Collection entries:
● ● ● ● ●

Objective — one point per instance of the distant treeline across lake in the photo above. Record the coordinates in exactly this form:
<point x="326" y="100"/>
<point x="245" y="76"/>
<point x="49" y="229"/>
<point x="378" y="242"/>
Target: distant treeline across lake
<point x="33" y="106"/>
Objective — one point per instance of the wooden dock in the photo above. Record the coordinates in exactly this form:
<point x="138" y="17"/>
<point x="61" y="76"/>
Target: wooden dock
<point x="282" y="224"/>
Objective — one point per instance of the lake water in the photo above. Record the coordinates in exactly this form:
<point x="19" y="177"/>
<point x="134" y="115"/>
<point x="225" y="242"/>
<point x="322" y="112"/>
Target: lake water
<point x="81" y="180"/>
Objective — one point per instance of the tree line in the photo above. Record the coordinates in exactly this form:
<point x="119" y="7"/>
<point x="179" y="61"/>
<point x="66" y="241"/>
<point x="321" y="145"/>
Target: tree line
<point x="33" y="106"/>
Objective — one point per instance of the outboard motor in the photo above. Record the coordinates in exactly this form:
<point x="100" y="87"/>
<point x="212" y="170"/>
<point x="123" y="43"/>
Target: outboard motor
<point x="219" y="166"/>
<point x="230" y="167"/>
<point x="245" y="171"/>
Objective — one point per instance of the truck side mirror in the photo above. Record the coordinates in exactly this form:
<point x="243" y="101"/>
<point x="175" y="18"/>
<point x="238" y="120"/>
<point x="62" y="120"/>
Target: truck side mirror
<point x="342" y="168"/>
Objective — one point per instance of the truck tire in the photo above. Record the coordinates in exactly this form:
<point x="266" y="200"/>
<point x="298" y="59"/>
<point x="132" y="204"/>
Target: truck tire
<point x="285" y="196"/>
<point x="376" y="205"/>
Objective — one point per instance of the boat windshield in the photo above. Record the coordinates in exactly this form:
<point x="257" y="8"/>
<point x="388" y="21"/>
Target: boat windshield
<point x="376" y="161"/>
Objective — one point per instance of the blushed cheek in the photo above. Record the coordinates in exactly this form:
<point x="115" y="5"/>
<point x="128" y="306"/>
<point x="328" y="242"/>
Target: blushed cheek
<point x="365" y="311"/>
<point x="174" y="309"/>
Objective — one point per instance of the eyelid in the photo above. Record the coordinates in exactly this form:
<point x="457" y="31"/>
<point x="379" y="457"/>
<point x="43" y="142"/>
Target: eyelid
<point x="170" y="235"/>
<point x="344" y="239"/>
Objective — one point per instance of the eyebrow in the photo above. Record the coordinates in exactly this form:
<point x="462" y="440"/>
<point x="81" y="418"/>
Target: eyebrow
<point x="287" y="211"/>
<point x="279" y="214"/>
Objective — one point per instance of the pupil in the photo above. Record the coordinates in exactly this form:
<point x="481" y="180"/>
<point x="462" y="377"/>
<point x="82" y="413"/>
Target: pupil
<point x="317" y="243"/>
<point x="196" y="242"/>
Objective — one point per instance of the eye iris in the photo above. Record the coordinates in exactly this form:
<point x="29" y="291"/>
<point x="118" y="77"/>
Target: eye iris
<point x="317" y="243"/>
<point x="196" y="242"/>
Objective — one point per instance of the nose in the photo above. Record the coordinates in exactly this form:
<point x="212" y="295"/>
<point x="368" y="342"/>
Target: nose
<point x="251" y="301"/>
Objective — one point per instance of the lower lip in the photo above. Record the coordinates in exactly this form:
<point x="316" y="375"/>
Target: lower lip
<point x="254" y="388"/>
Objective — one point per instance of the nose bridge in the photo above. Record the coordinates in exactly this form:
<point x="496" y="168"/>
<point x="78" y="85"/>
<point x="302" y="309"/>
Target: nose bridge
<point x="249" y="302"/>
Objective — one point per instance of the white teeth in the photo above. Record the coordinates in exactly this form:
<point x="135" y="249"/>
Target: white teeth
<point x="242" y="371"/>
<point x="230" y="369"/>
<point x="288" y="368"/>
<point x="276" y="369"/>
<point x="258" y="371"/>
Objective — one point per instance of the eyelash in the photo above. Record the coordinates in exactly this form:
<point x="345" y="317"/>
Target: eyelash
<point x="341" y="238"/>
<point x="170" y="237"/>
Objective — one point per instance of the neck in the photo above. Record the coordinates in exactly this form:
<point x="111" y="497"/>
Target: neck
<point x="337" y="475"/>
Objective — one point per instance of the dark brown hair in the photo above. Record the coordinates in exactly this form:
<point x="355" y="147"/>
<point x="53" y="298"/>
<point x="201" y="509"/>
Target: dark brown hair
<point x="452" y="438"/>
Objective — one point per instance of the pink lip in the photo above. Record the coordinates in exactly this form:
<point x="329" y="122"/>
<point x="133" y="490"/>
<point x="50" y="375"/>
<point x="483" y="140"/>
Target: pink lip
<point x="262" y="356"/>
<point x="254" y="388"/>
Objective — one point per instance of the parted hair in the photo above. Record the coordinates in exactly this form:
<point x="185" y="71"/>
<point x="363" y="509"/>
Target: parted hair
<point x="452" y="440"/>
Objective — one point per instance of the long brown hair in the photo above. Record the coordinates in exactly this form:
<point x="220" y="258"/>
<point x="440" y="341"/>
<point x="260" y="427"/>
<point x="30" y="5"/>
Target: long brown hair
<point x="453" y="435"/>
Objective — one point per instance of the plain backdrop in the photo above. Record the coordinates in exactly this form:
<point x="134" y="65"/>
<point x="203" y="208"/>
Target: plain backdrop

● ● ● ● ●

#### Problem statement
Write out all of the records above exactly as they appear.

#### Result
Objective — one point per instance of the distant treeline across lake in the photo above. Record the coordinates in exactly this form:
<point x="326" y="100"/>
<point x="245" y="76"/>
<point x="49" y="229"/>
<point x="378" y="242"/>
Target: distant treeline across lake
<point x="33" y="106"/>
Objective — one point per instance of the wooden dock in the photo above. Record the coordinates in exactly this form:
<point x="138" y="17"/>
<point x="61" y="76"/>
Target: wooden dock
<point x="282" y="224"/>
Objective — one point per instance of the lake water in the photo above. Record the coordinates in exactly this form:
<point x="19" y="177"/>
<point x="134" y="115"/>
<point x="225" y="242"/>
<point x="322" y="112"/>
Target: lake water
<point x="81" y="180"/>
Objective — one point per instance of the tree line in the photo above. Record the coordinates in exactly this form:
<point x="119" y="7"/>
<point x="179" y="61"/>
<point x="66" y="241"/>
<point x="321" y="145"/>
Target: tree line
<point x="33" y="106"/>
Objective — one point per instance of the outboard motor in the photo above. Record the coordinates in exactly this form:
<point x="100" y="87"/>
<point x="212" y="170"/>
<point x="123" y="43"/>
Target: outboard motor
<point x="219" y="166"/>
<point x="230" y="167"/>
<point x="245" y="171"/>
Objective — one point per instance of the truck side mirror in the photo above. Record the coordinates in exactly this form:
<point x="243" y="101"/>
<point x="175" y="18"/>
<point x="238" y="120"/>
<point x="62" y="120"/>
Target: truck side mirror
<point x="342" y="168"/>
Objective — one point per instance of the truck tire in the photo above. Record the coordinates in exactly this form:
<point x="266" y="200"/>
<point x="298" y="59"/>
<point x="132" y="204"/>
Target: truck tire
<point x="285" y="196"/>
<point x="376" y="205"/>
Objective — one point per instance of the boat windshield in the photo above. Record the coordinates in exactly this form:
<point x="257" y="8"/>
<point x="388" y="21"/>
Target: boat windshield
<point x="376" y="161"/>
Objective — one point per instance of the blushed cheek in the photo above. Record the coordinates in exactly this form:
<point x="115" y="5"/>
<point x="128" y="306"/>
<point x="328" y="242"/>
Target: blushed cheek
<point x="365" y="311"/>
<point x="174" y="309"/>
Objective — one point per instance of the eyelid in the photo above. Record the coordinates in exactly this form:
<point x="457" y="31"/>
<point x="379" y="457"/>
<point x="43" y="142"/>
Target: eyelid
<point x="170" y="235"/>
<point x="344" y="239"/>
Objective — one point per instance of the eyebrow in the photo above. Record the coordinates in exactly this form:
<point x="462" y="440"/>
<point x="81" y="418"/>
Target: eyebrow
<point x="287" y="211"/>
<point x="279" y="214"/>
Objective — one point per instance of the pupil in the photo above. Record the coordinates in exactly this form:
<point x="481" y="180"/>
<point x="462" y="377"/>
<point x="82" y="413"/>
Target: pupil
<point x="317" y="243"/>
<point x="196" y="242"/>
Objective — one point per instance of the eye iris in the photo above. Record the coordinates in exactly this form:
<point x="29" y="291"/>
<point x="118" y="77"/>
Target: eye iris
<point x="317" y="243"/>
<point x="196" y="242"/>
Objective — one point per instance of the nose in the photo above. Record the coordinates in exactly this form:
<point x="212" y="295"/>
<point x="368" y="342"/>
Target: nose
<point x="251" y="301"/>
Objective — one point per instance of the lower lip in the photo above. Record the coordinates in exactly this form:
<point x="316" y="375"/>
Target: lower lip
<point x="254" y="388"/>
Objective — one point per instance of the nose bridge in the photo above. Record the coordinates in exactly this form:
<point x="496" y="168"/>
<point x="78" y="85"/>
<point x="302" y="309"/>
Target: nose bridge
<point x="249" y="302"/>
Objective — one point per instance of the white teeth in the photo above. Record the coordinates in exactly this form:
<point x="135" y="249"/>
Target: white teeth
<point x="242" y="371"/>
<point x="230" y="369"/>
<point x="288" y="368"/>
<point x="276" y="369"/>
<point x="258" y="371"/>
Objective — one point per instance of the eyelash in the photo above. Record the coordinates in exactly this form:
<point x="345" y="317"/>
Target: eyelash
<point x="341" y="238"/>
<point x="170" y="237"/>
Objective — one point per instance of the neck in the photo above. Record the coordinates in exactly this form:
<point x="111" y="497"/>
Target: neck
<point x="337" y="475"/>
Objective — one point per instance of the dark brown hair in the photo above. Record the coordinates in exactly this form:
<point x="355" y="147"/>
<point x="53" y="298"/>
<point x="201" y="509"/>
Target: dark brown hair
<point x="452" y="438"/>
Objective — one point per instance of the pink lip in the photo above. Record the coordinates in exactly this form:
<point x="329" y="122"/>
<point x="133" y="490"/>
<point x="50" y="375"/>
<point x="483" y="140"/>
Target: pink lip
<point x="262" y="356"/>
<point x="254" y="388"/>
Objective — one point per instance of the parted hair in the photo above. Record the coordinates in exactly this form:
<point x="185" y="71"/>
<point x="363" y="509"/>
Target: parted hair
<point x="452" y="440"/>
Objective — one point per instance of the long brown hair in the photo above. Record the coordinates in exactly this form:
<point x="220" y="258"/>
<point x="440" y="341"/>
<point x="260" y="427"/>
<point x="30" y="5"/>
Target: long brown hair
<point x="453" y="435"/>
Objective — one point per instance of the plain backdrop in the photo above. Record the coordinates in exactly this form:
<point x="134" y="65"/>
<point x="203" y="208"/>
Target: plain backdrop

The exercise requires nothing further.